───── Extrait choisi
Souviens-toi… le siècle dernier

Essayée en 1973 par Bernard Carat dans l’Auto-Journal, l’Alfetta parvient à séduire un rédacteur pourtant peu favorable aux productions étrangères : « … Alfa Romeo frappe un grand coup pour démontrer sa suprématie technique. Pour un prix raisonnable, il offre une quatre portes quatre places avec des performances très élevées et surtout une tenue de route étonnante en toutes circonstances. De même, la suspension est une grande réussite ainsi que la conception de la boîte cinq vitesses à l’arrière. » De fait, moins volumineuse qu’une BMW 520, la berline italienne — pourtant tarifée 20 % moins cher — domine largement sa rivale germanique au chapitre des performances et ne lui cède en rien en matière de comportement routier. Le légendaire bialbero maison reprend encore une fois du service et délivre joyeusement ses 122 chevaux sur la base d’une cylindrée de 1779 cm3, dans un crépitement caractéristique qui réjouit le connaisseur ; les conducteurs adroits peuvent exploiter la puissance sans arrière-pensée, compte tenu des qualités du châssis auquel on ne peut reprocher qu’une relative faiblesse du freinage en conduite active. Relire la presse spécialisée de l’époque un demi-siècle plus tard permet de mesurer à quel point l’Alfetta dominait alors les débats, sans coûter beaucoup plus qu’une Peugeot 504 Ti ou qu’une Audi 100 GL, machines certes valeureuses et sérieusement conçues mais bien ternes en comparaison. En d’autres termes, Alfa Romeo disposait là d’une atout décisif, le rapport prix/plaisir du modèle étant à peu près imbattable !
──────────
Les consignes:
a - Répondez à ces questions sur l'extrait consacré à l'Alfetta.
(i) En quelle année et dans quel journal l'Alfetta a-t-elle été essayée ?
(ii) Combien de chevaux le moteur délivre-t-il, et avec quelle cylindrée ?
(iii) Quel est le seul reproche adressé au châssis ?
b - Dans les rangées, comptez les lignes où figure le mot « trace », puis donnez seulement ce nombre.
───── Données fournies
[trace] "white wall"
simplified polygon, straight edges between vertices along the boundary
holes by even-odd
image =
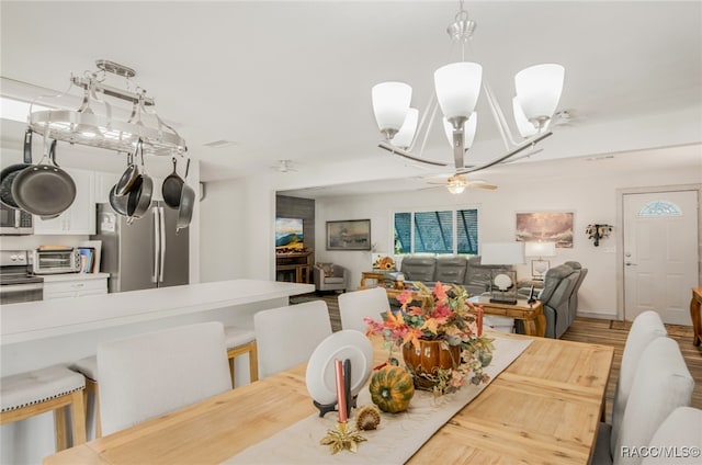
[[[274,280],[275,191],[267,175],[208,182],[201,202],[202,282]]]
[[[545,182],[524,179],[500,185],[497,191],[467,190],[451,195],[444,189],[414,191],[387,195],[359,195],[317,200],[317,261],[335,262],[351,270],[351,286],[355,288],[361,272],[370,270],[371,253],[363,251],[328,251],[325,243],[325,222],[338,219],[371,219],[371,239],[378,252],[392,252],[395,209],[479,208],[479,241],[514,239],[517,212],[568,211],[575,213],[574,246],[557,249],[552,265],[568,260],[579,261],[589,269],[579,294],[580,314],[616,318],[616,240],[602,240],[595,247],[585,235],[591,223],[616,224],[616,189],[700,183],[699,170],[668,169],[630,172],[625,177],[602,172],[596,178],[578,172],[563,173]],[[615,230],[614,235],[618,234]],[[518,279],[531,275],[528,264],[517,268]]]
──────────
───── Données fournies
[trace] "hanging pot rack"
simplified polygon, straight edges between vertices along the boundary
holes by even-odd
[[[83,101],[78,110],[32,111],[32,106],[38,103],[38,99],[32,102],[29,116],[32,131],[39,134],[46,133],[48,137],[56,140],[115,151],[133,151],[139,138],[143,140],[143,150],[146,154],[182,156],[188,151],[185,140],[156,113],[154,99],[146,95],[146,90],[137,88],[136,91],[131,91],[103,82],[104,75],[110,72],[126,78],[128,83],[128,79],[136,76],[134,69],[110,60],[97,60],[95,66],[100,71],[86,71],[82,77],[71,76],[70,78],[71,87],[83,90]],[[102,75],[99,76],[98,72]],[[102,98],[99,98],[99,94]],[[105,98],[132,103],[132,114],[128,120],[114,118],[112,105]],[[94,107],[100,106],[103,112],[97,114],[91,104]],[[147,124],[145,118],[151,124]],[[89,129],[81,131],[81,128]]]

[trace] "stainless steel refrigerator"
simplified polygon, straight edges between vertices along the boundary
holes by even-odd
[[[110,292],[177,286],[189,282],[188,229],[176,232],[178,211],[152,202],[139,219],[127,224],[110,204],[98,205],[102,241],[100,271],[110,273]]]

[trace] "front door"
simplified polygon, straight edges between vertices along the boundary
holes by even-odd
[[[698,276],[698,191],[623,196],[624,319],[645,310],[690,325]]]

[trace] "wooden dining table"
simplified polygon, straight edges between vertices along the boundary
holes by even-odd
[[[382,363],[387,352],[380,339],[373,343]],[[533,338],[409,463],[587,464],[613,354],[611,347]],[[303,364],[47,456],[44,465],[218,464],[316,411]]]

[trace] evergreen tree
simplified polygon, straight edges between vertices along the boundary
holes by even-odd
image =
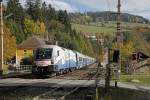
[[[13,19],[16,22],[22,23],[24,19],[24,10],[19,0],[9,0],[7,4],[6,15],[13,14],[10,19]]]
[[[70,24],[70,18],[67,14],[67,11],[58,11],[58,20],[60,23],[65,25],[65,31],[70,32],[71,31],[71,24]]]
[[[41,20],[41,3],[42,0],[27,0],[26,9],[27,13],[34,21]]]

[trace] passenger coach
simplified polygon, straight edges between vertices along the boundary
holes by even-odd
──────────
Réponses attendues:
a -
(i) En 1973, dans l'Auto-Journal.
(ii) 122 chevaux, avec une cylindrée de 1779 cm3.
(iii) Une relative faiblesse du freinage en conduite active.

b - 7